[[ DATA PROVIDED open ]]

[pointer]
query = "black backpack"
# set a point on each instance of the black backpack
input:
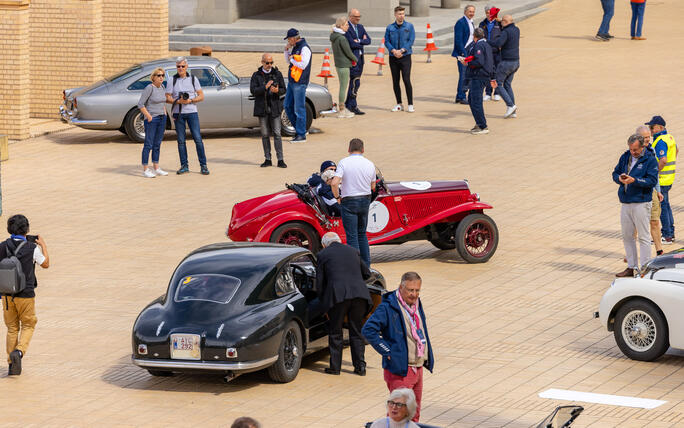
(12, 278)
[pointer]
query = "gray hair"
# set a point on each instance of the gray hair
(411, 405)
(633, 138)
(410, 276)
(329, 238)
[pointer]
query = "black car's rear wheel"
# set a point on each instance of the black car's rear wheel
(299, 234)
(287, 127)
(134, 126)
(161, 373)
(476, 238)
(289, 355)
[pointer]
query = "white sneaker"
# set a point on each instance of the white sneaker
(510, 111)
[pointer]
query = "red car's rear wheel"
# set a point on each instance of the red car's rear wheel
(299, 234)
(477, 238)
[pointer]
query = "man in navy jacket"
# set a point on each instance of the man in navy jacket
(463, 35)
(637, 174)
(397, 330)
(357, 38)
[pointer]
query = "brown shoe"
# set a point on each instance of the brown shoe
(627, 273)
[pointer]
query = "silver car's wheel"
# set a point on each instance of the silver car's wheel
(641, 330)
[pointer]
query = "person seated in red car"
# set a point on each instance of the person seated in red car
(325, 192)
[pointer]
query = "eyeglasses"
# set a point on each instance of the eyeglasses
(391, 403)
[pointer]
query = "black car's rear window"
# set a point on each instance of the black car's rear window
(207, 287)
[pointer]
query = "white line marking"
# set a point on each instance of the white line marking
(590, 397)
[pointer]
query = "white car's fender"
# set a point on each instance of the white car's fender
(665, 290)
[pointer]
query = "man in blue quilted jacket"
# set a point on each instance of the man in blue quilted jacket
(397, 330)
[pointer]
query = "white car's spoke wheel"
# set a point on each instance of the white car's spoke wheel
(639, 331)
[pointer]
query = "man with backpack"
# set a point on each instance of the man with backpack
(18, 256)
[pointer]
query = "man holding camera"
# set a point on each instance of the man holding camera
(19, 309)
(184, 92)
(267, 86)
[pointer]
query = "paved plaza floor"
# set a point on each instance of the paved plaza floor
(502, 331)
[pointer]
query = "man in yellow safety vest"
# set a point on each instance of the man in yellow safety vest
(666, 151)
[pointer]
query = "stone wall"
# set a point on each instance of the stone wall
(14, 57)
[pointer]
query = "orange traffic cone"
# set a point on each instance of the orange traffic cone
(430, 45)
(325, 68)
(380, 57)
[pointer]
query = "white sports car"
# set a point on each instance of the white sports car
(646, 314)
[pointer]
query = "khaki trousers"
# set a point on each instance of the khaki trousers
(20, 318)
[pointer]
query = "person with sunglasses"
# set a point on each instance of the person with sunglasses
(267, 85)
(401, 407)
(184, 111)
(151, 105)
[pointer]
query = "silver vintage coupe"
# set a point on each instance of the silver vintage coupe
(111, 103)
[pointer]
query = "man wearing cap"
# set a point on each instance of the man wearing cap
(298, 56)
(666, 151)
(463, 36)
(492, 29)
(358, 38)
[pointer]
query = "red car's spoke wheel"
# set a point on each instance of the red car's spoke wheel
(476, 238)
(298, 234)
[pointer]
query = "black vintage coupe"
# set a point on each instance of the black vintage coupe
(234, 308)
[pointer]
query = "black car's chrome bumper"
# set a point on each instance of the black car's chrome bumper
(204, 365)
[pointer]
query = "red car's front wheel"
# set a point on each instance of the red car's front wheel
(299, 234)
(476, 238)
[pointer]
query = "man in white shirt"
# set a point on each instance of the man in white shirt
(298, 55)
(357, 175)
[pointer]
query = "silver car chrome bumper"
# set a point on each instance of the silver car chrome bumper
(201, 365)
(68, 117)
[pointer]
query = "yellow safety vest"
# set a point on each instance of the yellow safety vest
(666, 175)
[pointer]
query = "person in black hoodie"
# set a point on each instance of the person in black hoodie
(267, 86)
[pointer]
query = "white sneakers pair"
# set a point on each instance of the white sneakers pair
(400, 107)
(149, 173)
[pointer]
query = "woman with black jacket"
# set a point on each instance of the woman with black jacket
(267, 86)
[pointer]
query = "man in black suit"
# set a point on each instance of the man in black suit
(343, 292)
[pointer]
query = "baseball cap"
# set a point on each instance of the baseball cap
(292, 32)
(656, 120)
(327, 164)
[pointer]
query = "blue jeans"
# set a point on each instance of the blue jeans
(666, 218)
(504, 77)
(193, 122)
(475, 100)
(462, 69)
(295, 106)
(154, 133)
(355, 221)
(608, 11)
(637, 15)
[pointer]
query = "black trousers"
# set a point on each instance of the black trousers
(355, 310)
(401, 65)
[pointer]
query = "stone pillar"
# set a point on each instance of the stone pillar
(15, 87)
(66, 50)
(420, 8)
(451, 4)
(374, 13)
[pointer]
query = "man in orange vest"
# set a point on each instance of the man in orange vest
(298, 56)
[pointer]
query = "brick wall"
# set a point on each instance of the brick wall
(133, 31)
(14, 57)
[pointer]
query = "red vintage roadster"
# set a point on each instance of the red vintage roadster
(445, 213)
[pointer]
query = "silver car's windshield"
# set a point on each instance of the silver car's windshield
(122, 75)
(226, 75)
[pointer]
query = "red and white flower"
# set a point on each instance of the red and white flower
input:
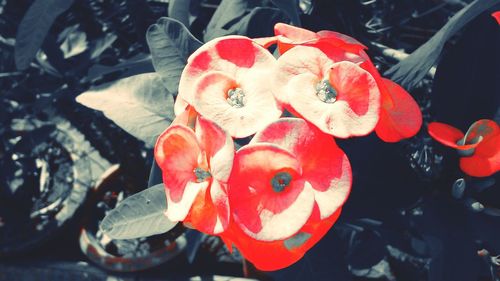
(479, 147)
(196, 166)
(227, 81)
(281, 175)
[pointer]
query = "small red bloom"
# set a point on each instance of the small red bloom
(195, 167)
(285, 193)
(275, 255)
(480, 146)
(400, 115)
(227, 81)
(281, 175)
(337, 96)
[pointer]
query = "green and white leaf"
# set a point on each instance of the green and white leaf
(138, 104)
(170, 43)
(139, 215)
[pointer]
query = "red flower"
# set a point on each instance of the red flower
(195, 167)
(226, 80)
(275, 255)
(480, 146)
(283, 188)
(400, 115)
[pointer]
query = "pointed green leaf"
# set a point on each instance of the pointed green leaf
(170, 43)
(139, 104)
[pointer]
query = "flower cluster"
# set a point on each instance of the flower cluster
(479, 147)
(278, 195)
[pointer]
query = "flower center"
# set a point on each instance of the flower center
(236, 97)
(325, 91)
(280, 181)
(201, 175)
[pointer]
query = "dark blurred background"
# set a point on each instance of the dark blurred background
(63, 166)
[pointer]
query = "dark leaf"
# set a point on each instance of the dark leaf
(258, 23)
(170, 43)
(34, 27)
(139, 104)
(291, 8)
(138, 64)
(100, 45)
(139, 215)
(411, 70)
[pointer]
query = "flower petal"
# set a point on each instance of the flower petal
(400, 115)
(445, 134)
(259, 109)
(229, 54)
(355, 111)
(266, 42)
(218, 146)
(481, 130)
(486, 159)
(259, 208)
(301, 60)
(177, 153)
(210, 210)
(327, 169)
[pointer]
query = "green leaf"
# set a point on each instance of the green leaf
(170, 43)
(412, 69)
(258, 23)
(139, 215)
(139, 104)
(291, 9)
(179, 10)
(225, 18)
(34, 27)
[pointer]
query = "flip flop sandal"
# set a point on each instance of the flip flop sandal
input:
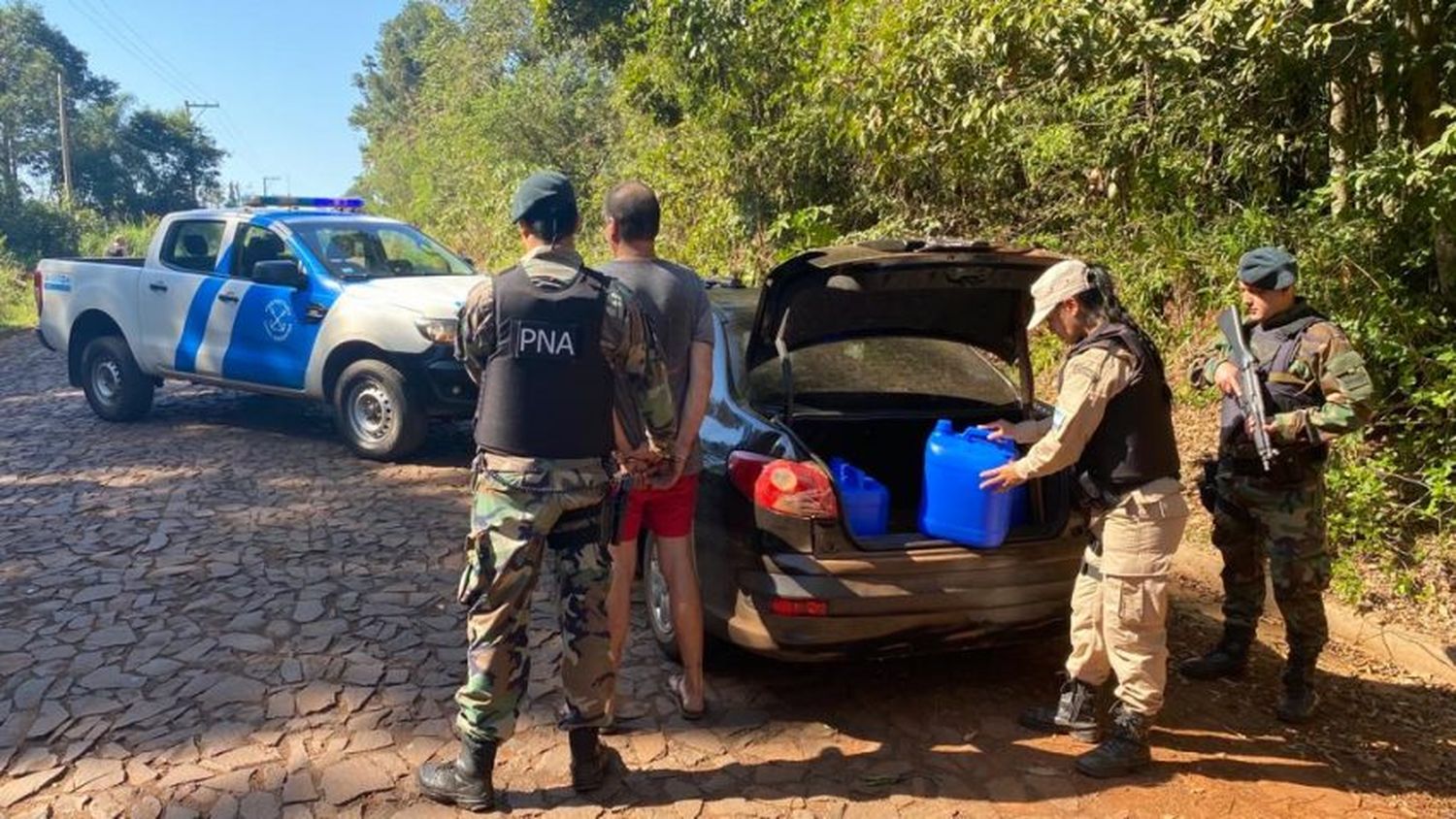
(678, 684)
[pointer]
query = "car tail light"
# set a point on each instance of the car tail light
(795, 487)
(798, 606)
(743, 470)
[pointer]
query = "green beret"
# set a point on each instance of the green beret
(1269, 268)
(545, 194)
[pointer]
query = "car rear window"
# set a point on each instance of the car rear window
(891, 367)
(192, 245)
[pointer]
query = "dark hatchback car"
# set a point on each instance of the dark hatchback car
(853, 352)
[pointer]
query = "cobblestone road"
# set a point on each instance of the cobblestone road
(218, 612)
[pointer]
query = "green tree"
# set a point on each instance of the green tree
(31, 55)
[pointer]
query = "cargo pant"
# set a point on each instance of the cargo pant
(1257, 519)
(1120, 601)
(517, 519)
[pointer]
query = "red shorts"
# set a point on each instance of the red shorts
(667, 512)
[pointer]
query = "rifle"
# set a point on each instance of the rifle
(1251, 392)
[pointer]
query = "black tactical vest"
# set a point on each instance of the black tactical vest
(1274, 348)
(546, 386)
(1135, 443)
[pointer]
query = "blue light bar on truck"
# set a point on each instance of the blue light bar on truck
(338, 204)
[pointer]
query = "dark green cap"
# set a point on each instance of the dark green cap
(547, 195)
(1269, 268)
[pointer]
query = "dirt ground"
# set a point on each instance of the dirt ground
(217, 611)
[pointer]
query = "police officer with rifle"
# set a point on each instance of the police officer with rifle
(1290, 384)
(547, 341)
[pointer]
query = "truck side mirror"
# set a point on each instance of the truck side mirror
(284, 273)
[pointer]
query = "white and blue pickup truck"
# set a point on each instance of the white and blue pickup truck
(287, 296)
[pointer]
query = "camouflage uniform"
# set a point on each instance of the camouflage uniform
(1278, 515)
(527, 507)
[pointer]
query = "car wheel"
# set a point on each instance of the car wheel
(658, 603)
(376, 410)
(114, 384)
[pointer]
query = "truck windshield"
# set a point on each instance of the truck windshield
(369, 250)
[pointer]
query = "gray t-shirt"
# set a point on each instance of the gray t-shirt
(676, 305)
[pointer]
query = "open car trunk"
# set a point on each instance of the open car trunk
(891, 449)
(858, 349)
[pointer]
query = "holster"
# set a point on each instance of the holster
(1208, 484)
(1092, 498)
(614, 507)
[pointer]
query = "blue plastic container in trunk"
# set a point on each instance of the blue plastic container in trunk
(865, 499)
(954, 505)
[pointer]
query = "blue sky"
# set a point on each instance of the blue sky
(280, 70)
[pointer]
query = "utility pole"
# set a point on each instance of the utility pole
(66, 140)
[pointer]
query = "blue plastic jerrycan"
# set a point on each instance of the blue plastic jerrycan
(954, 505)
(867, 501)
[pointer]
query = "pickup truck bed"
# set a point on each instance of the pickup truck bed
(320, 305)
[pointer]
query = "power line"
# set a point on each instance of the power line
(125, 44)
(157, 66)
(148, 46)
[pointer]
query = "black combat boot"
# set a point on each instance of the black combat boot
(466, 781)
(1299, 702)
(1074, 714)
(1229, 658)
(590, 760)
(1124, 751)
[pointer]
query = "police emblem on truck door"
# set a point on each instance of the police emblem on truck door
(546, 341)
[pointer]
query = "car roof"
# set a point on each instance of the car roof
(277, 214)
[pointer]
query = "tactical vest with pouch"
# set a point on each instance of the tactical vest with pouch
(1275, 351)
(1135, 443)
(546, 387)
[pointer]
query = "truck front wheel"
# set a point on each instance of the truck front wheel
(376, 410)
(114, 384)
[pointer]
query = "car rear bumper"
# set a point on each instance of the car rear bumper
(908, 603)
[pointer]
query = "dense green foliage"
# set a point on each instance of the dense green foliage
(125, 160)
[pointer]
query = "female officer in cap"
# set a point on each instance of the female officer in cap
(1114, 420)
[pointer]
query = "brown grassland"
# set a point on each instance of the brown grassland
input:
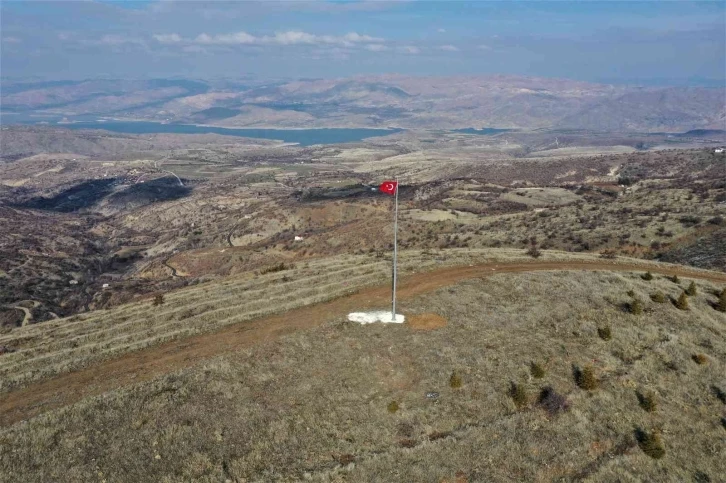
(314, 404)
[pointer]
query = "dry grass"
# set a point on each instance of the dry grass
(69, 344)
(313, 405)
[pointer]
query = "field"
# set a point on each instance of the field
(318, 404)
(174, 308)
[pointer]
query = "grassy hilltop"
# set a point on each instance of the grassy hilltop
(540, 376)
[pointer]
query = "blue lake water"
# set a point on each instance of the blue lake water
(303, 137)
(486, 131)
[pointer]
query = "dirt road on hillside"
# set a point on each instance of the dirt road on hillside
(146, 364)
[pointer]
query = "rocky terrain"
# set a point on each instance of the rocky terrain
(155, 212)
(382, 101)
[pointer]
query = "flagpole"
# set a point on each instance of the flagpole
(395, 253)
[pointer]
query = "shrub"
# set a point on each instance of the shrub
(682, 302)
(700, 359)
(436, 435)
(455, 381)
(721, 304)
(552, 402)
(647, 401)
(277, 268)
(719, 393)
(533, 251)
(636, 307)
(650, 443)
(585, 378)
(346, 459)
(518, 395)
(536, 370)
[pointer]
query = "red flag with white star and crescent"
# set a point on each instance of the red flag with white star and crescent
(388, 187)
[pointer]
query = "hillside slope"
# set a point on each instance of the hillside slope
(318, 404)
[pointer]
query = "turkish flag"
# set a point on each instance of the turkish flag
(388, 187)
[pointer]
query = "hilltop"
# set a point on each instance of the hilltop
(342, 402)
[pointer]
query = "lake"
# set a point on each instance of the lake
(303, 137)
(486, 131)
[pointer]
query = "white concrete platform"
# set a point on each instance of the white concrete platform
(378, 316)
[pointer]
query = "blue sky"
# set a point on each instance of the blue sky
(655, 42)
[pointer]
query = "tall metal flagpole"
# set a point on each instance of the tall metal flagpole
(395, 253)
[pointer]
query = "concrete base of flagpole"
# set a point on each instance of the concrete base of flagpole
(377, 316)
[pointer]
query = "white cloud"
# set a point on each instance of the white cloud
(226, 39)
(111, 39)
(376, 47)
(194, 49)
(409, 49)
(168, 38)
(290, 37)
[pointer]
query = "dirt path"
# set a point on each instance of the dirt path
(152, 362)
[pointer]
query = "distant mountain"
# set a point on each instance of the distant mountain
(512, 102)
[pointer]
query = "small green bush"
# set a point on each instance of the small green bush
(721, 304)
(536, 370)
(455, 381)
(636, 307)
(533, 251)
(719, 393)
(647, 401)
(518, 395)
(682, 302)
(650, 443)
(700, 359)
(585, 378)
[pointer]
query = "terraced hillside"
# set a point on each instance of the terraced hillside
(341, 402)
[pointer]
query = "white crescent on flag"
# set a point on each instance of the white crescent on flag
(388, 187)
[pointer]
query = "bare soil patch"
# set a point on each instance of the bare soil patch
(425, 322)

[[ DATA PROVIDED closed ]]

**WHAT THIS TASK INVOLVES**: The lines you need are those with the word "grassland"; list them from the entries.

**TASK RESPONSE**:
query = "brown grassland"
# set a point on each instance of the brown grassland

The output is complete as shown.